Gov. Chris Christie was born and raised in New Jersey, but his football allegiance is to the Dallas Cowboys. He played catcher on his high school baseball team and has been a lifelong Mets fan, though his friends and foes alike probably would agree he governs like a linebacker.
In case you missed the highlights of his exploits on the political playing field, here's how the tough-talking governor, caught up in the first scandal of his administration, got to where he is today as New Jersey finds itself in the spotlight as host of Sunday's Super Bowl.
Christie's first attempt at elected office didn't go well. He was a one-term county office-holder before being voted out of office. But he found a different and more noticeable way to burst onto the state political scene: He became a prolific fundraiser for George W. Bush in 2000.
Once elected president, Bush rewarded Christie by making him his surprise pick to be U.S. attorney for New Jersey, the state's top federal law enforcement official, starting in 2002.
The former corporate lawyer quickly made a name for himself as a corruption-buster, winning convictions of more than 130 public officials over seven years. He reveled in talking about putting away politicians on the take, even for seemingly minor offenses.
"The longer we vote them in," he said in a 2008 speech, "the more bulletproof they feel, and the more entitled they feel to become corrupt."
OVERCOMING THE ODDS
There was speculation Christie would run for governor in 2005, but he decided to keep his job as U.S. attorney. By the time the 2009 gubernatorial election rolled around, however, the state's Republican powerbrokers were lined up behind him.
Still, Christie was the underdog to Gov. Jon Corzine, a Democrat who spent tens of millions of his own money on his campaigns in a state where Democrats enjoy home-field advantage.
Christie hammered away at discontent with Corzine, who had raised taxes.
He was the first Republican elected statewide in New Jersey in 12 years and came into office pledging "to pick Trenton up and turn it upside down."
Once in office, Christie introduced himself to the state anew by holding frequent town hall-style meetings where he showed himself adept at calling audibles and going off-script.
At one forum, a teacher complained that Christie was not being fair to public schools. As he denied that, he noticed the educator rolling her eyes. Then he went off: "I stood here and very respectfully listened to you," he told her. "If you want to put on a show and giggle every time I talk, I have no interest in answering your question."
The mostly Republican crowd cheered.
As he built a reputation for bluntness, he also showed he could get difficult things done, forging agreement with the Democrat-controlled Legislature on bills to make public workers play more for pension and health care benefits and eliminate lifetime tenure protections for teachers.
The Grand Old Party, and the country, took notice.
"Big Boy," as Bush called him, created such buzz that some deep-pocketed donors were urging him to run for president in 2012.
The closest Christie would come— after repeatedly stating his disinterest in seeking his party's nomination — was making Mitt Romney's short list for VP. Christie would give the keynote address at his party's nominating convention, a speech that was televised in prime time, adding to his national exposure.

----

→ What you will do
1 > List, in the order they appear, every calendar year mentioned in the Christie profile.
2 > For each statement, say whether it agrees with the Christie profile, and quote the words that decide it. (a) Christie lost his county office after serving one term. (b) Christie ran for governor in 2005. (c) Christie was Mitt Romney's running mate.
3 > Write out the stretch of the Christie profile from "The closest Christie" through "his national exposure.", word for word.

----

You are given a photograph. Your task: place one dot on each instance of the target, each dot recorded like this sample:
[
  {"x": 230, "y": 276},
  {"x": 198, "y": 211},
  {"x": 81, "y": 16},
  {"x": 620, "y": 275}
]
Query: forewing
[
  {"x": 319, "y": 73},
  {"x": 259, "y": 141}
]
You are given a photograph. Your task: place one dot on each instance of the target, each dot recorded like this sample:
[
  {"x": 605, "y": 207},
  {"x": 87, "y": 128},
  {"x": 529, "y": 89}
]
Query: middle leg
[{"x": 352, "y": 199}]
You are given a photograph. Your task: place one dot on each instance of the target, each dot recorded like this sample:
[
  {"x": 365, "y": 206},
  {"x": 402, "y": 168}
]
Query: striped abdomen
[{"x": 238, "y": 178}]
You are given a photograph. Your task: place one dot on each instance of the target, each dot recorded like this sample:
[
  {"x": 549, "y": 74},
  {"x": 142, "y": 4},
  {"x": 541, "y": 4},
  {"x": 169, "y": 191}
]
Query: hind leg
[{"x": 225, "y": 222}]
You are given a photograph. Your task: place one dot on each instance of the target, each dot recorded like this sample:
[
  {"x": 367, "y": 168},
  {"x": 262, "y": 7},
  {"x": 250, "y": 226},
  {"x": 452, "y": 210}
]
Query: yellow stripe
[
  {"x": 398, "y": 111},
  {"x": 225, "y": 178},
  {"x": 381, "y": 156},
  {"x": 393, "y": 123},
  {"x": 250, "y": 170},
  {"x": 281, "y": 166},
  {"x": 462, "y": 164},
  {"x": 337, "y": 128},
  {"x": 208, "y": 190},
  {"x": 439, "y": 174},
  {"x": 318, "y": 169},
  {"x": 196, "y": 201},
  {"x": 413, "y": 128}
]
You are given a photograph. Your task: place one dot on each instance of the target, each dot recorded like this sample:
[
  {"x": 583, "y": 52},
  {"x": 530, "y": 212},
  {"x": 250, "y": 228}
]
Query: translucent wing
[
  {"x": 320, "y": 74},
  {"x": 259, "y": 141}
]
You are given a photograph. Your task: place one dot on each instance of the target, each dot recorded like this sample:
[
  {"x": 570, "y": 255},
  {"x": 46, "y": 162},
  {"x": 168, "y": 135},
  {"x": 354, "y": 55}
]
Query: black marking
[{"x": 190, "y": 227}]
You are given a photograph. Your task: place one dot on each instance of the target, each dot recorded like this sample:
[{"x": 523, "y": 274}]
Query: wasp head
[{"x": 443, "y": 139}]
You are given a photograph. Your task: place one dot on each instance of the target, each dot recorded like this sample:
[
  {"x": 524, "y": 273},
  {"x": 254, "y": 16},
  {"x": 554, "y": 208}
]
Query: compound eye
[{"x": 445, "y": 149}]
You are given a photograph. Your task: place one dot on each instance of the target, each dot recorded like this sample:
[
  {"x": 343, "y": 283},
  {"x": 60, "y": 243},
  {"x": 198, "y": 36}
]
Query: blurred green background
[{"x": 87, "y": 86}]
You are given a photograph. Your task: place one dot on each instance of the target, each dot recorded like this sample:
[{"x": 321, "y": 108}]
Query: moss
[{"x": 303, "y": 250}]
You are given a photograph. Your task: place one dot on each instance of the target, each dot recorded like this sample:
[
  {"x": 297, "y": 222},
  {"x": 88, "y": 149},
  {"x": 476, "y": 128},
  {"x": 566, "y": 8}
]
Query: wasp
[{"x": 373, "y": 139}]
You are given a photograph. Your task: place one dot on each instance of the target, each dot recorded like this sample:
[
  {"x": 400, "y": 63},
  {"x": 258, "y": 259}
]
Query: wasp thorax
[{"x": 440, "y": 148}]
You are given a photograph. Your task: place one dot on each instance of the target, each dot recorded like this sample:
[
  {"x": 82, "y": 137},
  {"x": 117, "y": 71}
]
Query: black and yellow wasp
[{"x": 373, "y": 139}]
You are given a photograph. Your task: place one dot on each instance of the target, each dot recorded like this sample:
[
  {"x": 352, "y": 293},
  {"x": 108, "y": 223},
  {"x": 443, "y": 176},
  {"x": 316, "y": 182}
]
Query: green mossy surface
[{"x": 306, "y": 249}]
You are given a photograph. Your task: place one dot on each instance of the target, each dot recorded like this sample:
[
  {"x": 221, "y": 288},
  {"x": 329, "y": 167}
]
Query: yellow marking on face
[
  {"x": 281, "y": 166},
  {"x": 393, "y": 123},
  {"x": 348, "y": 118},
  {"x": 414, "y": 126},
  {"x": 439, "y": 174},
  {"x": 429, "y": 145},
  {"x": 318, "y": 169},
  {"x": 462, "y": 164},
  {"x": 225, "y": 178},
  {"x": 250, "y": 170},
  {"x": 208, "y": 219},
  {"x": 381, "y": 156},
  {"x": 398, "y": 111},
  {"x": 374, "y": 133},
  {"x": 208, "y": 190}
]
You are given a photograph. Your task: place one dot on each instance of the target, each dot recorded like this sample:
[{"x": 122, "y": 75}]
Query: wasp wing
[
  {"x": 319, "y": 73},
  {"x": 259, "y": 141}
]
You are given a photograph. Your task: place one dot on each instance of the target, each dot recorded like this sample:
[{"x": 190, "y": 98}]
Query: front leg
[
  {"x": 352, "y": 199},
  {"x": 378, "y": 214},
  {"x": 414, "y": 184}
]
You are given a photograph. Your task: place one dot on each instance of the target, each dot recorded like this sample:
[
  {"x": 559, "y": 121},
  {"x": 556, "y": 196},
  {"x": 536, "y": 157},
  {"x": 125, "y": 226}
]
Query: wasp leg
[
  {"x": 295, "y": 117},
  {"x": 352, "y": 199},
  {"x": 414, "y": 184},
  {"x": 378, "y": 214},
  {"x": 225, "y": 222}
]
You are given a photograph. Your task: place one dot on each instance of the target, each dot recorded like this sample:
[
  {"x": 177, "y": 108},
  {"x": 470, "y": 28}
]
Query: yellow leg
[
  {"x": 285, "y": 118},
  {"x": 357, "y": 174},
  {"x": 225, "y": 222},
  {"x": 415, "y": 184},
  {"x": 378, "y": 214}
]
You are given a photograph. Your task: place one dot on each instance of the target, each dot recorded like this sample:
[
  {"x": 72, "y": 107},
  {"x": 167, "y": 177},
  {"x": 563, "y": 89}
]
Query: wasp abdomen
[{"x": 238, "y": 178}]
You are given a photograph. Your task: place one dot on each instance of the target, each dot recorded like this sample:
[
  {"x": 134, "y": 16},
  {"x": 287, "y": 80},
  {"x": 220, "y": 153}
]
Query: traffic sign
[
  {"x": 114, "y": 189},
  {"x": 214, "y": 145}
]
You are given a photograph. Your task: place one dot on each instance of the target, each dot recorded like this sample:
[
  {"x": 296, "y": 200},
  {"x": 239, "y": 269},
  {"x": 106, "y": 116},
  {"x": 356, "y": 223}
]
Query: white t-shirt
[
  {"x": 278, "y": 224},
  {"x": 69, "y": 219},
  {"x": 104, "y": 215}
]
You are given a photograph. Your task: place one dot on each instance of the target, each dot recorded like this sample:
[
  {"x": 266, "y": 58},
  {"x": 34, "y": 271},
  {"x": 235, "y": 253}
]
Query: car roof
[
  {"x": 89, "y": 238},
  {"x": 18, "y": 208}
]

----

→ Task solutions
1 > 2000, 2002, 2008, 2005, 2009, 2012

2 >
(a) Yes: "He was a one-term county office-holder before being voted out of office."
(b) No: "There was speculation Christie would run for governor in 2005, but he decided to keep his job as U.S. attorney."
(c) No: "The closest Christie would come— after repeatedly stating his disinterest in seeking his party's nomination — was making Mitt Romney's short list for VP."

3 >
The closest Christie would come— after repeatedly stating his disinterest in seeking his party's nomination — was making Mitt Romney's short list for VP. Christie would give the keynote address at his party's nominating convention, a speech that was televised in prime time, adding to his national exposure.